[[ Extract, beginning ]]

While spending time at the Smithsonian's Conservation and Research Center (CRC) near Front Royal, Virginia, writer Scott Weidensaul discovered that conservation biologists will go to extraordinary lengths to help the world's most endangered animals. That can include analyzing hundreds of pounds of elephant droppings, undertaking complicated surgeries on ferrets, tending to herds of oryx and traveling to the most remote corners of the world.
But it's an approach that works. The writer describes how CRC scientists helped bring North America's most endangered mammal, the black-footed ferret, back from the brink of extinction by inventing a surgical artificial insemination procedure. Along with the ferrets, Weidensaul reports, CRC has worked with Phre David's deer from China, Przewalski's horse from the Mongolian steppe, tree kangaroos from New Guinea, red-crowned cranes from Russia and China, and clouded leopards and red pandas from Asia.
The Conservation and Research Center is marking its 25th anniversary this year, a quarter-century that has seen tremendous changes in the way scientists approach the subject of endangered species propagation and conservation. Not long ago, zoo "conservation" meant warehousing a few specimens of an endangered species in cages like a latter-day Ark and simply hoping they would breed. Today conservation encompasses a far more comprehensive and multifaceted approach, focusing on natural communities as much as individual species.
That black-footed ferrets and many other endangered species survive at all is testament to CRC's significant contributions in the fields of reproductive and conservation biology.

[[ Extract, end ]]
[[ Dataset section, beginning ]]

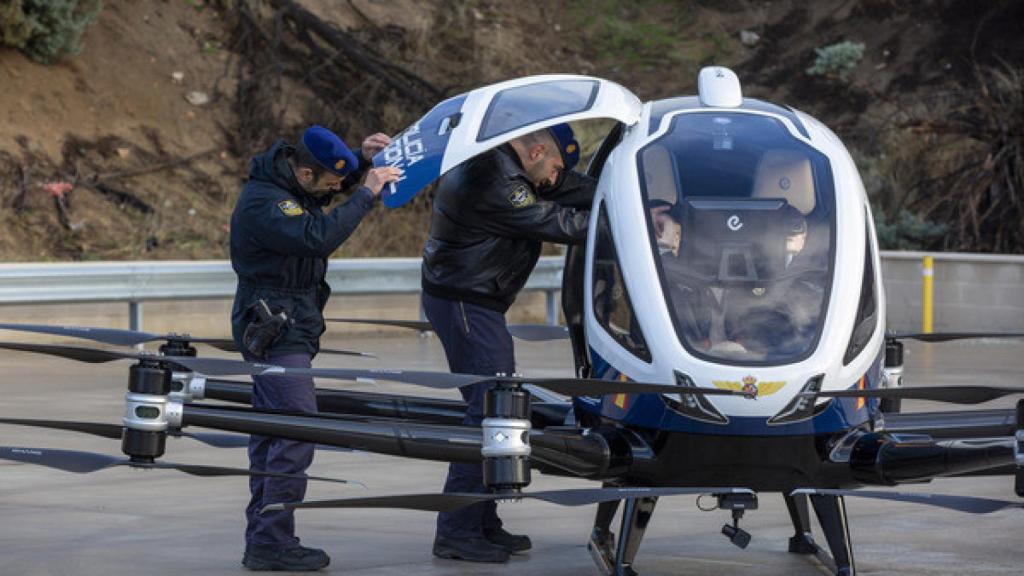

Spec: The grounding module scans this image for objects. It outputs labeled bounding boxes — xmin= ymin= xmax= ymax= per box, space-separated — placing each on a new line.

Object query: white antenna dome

[[ Dataset section, end ]]

◆ Instructions to follow: According to the text about the Smithsonian's Conservation and Research Center, which animal is North America's most endangered mammal?

◆ Exercise answer: The black-footed ferret.